→ Exercise requirements: Your task is to restate the data word for word.

→ Dataset records:
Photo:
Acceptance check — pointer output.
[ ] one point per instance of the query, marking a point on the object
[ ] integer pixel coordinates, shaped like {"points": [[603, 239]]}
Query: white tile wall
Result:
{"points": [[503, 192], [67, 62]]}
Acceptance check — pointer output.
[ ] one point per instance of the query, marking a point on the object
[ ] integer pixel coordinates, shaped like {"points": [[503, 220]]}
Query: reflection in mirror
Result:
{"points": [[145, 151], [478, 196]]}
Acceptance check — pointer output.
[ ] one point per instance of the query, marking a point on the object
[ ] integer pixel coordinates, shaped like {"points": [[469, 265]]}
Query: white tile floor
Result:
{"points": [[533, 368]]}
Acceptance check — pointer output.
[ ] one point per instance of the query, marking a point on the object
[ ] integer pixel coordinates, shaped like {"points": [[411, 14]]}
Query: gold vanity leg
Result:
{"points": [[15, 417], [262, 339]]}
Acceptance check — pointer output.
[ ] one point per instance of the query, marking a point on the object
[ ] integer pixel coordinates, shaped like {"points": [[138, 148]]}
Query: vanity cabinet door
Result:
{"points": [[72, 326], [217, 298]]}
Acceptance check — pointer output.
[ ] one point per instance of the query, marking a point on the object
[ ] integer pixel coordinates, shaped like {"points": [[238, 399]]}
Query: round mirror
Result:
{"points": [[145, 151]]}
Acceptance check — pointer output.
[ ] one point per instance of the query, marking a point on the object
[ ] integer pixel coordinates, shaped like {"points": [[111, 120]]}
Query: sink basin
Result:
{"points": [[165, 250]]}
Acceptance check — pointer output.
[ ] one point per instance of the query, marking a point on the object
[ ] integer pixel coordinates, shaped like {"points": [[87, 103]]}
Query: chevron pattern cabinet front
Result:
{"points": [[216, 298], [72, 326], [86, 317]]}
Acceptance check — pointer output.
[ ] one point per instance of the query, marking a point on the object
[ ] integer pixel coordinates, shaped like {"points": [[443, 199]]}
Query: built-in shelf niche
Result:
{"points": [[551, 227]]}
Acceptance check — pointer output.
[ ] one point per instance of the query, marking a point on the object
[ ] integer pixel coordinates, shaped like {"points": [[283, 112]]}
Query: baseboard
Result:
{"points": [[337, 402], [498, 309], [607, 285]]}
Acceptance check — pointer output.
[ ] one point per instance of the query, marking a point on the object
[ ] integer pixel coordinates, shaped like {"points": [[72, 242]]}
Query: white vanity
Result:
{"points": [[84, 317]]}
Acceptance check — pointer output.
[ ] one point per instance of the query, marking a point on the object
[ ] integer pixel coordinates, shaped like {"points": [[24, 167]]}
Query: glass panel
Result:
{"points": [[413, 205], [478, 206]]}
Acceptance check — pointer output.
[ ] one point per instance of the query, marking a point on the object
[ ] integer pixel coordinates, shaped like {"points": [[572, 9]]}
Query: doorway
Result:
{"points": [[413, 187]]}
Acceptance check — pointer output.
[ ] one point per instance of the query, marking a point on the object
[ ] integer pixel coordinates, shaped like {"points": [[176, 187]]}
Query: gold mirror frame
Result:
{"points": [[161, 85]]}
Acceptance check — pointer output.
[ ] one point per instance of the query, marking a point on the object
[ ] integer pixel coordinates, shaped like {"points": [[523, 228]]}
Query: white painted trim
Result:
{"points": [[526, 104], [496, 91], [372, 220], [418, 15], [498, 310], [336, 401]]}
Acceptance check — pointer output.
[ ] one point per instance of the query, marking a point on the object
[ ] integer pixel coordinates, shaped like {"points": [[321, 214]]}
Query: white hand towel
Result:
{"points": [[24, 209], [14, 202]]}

→ Result of this exercise:
Photo:
Acceptance check — pointer output.
[ ] one point per instance of the query, marking a point on the object
[ ] integer pixel coordinates, shaped like {"points": [[603, 239]]}
Query: white tile wall
Result:
{"points": [[503, 192], [67, 62]]}
Acceptance check — pointer output.
[ ] one point per instance of the query, marking a point on the object
[ ] integer pixel coordinates, shaped like {"points": [[503, 220]]}
Query: reflection in mirror
Result:
{"points": [[145, 151], [478, 196]]}
Acceptance check — pointer output.
[ ] one point per instance of the query, marking a point on the object
[ ] integer pixel coordinates, shaped like {"points": [[469, 265]]}
Query: white tile floor
Result:
{"points": [[533, 368]]}
Acceptance check — pointer output.
[ ] one point per instance of the query, marking a point on the object
[ ] integer pixel coordinates, shaped like {"points": [[411, 14]]}
Query: gold vanity leg
Result:
{"points": [[15, 417], [262, 339]]}
Acceptance check — pointer output.
[ ] one point per instance of the query, marking a point on the object
[ ] integer pixel coordinates, shaped like {"points": [[138, 148]]}
Query: vanity cabinet door
Result:
{"points": [[72, 326], [217, 298]]}
Acceptance check — pointer output.
[ ] one point per instance of the query, marking a point on the object
[ ] integer pixel coordinates, shaped like {"points": [[238, 399]]}
Query: round mirror
Result:
{"points": [[145, 151]]}
Acceptance check — pointer output.
[ ] one point per instance of the query, marking a point on the object
[ ] integer pixel coordinates, shaped like {"points": [[111, 120]]}
Query: sink basin
Result:
{"points": [[165, 250]]}
Acceptance check — pointer output.
[ ] one point per instance of the query, marking a point on the object
[ ] integer pixel coordinates, shaped like {"points": [[87, 103]]}
Query: chevron pattern cabinet front
Result:
{"points": [[216, 298], [72, 326], [86, 317]]}
Acceptance check — pointer output.
[ ] one point per instance of the query, marking a point on the object
[ ] integer pixel coordinates, shaped like {"points": [[443, 199]]}
Query: built-in shelf niche
Result:
{"points": [[551, 227]]}
Acceptance check — pointer output.
[ ] one point per instance of the query, marking a point on the object
[ ] integer pixel coordinates, shaped like {"points": [[283, 112]]}
Query: baseboard
Result:
{"points": [[337, 402], [498, 309], [607, 285]]}
Acceptance check — pointer output.
[ ] one point per instance of the query, marking a point on the object
[ ] integer pixel coordinates, shaped like {"points": [[72, 242]]}
Query: white vanity
Result:
{"points": [[84, 317]]}
Acceptance check — pointer output.
[ ] one point per instance of the query, marking a point on the object
[ ] integer pixel coordinates, shaped like {"points": [[24, 167]]}
Query: glass panel
Result:
{"points": [[413, 205], [478, 206]]}
Acceptance check — pointer output.
[ ] one point per instance of the query, marking a point on the object
[ ] integer pixel coordinates, shaped like {"points": [[572, 9]]}
Query: doorway
Result:
{"points": [[413, 187]]}
Acceptance check — pointer output.
[ ] one point per instance of the query, marking a point on the object
[ ] integer pixel coordinates, shaped like {"points": [[176, 187]]}
Query: gold mirror frame
Result:
{"points": [[161, 85]]}
Acceptance check — pointer output.
[ ] one point per instance of the query, marking a point on the object
[ ] integer pixel coordinates, shaped like {"points": [[523, 228]]}
Query: white painted trim
Result:
{"points": [[526, 104], [496, 91], [372, 220], [418, 15], [498, 310], [336, 401]]}
Acceptance check — pointer output.
[ ] one point per instance of the query, marking a point on the object
[ ] integer pixel coordinates, shaped like {"points": [[321, 214]]}
Query: white hand towel
Result:
{"points": [[24, 209], [14, 202]]}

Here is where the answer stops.